What you will do: All lines from the one with "the tree ->" to the end need to be copied exactly, with nothing before them.

Input data:
## BEGIN

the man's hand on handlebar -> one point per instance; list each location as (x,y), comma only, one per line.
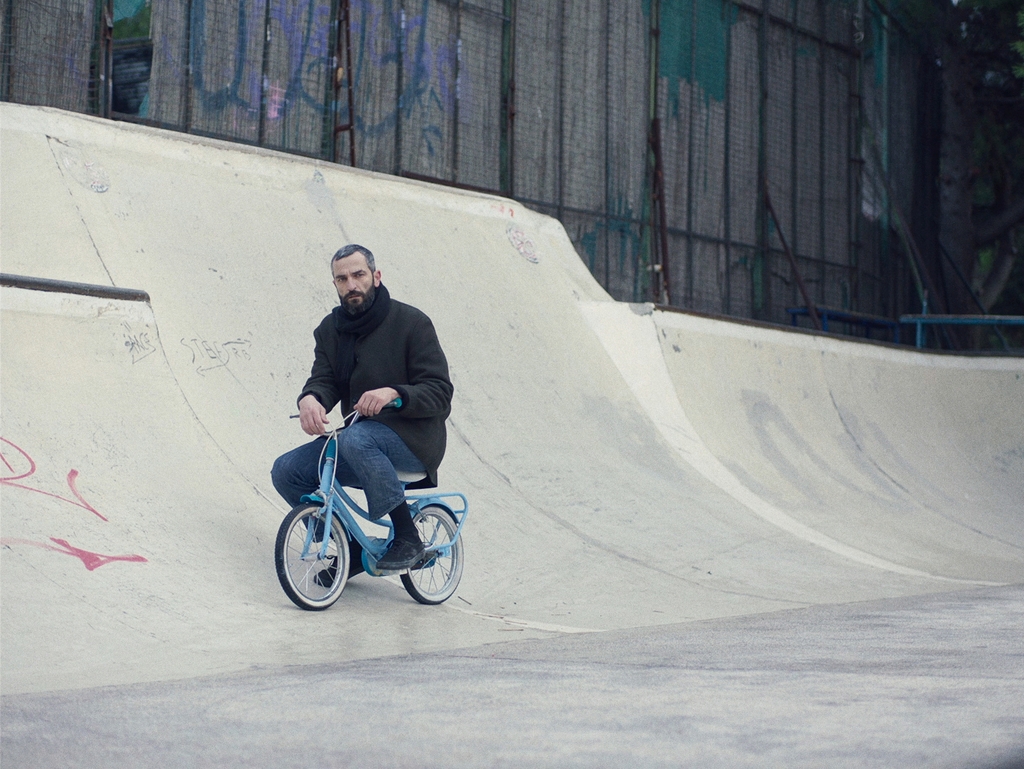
(312,416)
(372,401)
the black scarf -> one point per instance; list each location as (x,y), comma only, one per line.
(352,328)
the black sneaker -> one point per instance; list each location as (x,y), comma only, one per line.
(401,555)
(326,577)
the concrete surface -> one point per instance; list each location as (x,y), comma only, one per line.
(629,470)
(933,681)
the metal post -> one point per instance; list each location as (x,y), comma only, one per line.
(760,272)
(264,76)
(458,94)
(727,7)
(399,86)
(507,142)
(688,291)
(187,95)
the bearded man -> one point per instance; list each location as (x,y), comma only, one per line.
(369,352)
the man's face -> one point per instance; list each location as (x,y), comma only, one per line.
(355,284)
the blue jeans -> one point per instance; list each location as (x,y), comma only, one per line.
(370,456)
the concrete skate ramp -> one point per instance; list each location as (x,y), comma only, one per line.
(625,467)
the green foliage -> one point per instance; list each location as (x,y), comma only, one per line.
(1018,45)
(134,27)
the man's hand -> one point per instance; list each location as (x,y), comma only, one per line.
(372,401)
(312,416)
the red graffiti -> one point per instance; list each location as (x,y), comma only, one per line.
(11,480)
(91,560)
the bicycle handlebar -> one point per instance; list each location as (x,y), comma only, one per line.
(396,403)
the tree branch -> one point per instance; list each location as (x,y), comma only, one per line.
(997,276)
(997,225)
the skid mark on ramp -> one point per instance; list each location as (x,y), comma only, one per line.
(72,478)
(631,341)
(91,560)
(514,624)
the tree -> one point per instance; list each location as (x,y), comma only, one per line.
(981,180)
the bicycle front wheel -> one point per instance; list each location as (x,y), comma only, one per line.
(311,581)
(436,579)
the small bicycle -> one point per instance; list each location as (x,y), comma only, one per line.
(313,568)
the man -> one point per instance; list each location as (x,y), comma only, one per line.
(370,351)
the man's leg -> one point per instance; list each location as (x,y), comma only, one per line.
(375,454)
(297,473)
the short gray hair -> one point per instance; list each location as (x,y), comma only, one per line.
(354,248)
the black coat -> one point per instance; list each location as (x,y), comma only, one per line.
(402,352)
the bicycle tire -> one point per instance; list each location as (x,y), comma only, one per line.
(435,581)
(310,584)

## END

Worked solution:
the tree -> one point per instance; list each location as (x,y), comma only, one per line.
(981,180)
the bicycle front wheel -> one point per instance; list each location as (x,y), comma only, one per line.
(311,581)
(436,579)
the small bicycle -> one point per instance; list each location as (x,y), comma only, one per line.
(313,568)
the man -> one point per instance; list each location as (x,y), comma only, one per line.
(370,351)
the man's leg -> one point per instance; list each location as (x,y), comma only, one per line.
(375,454)
(297,473)
the short gray hair -> one point per instance; list each location as (x,y), comma only, one per line.
(354,248)
the black coat -> one point per instance; list each location as (x,y), comma only, one per line.
(402,352)
the bicycle tire -> one point per instance; list each location as (x,y), comma only, one per line.
(435,581)
(310,584)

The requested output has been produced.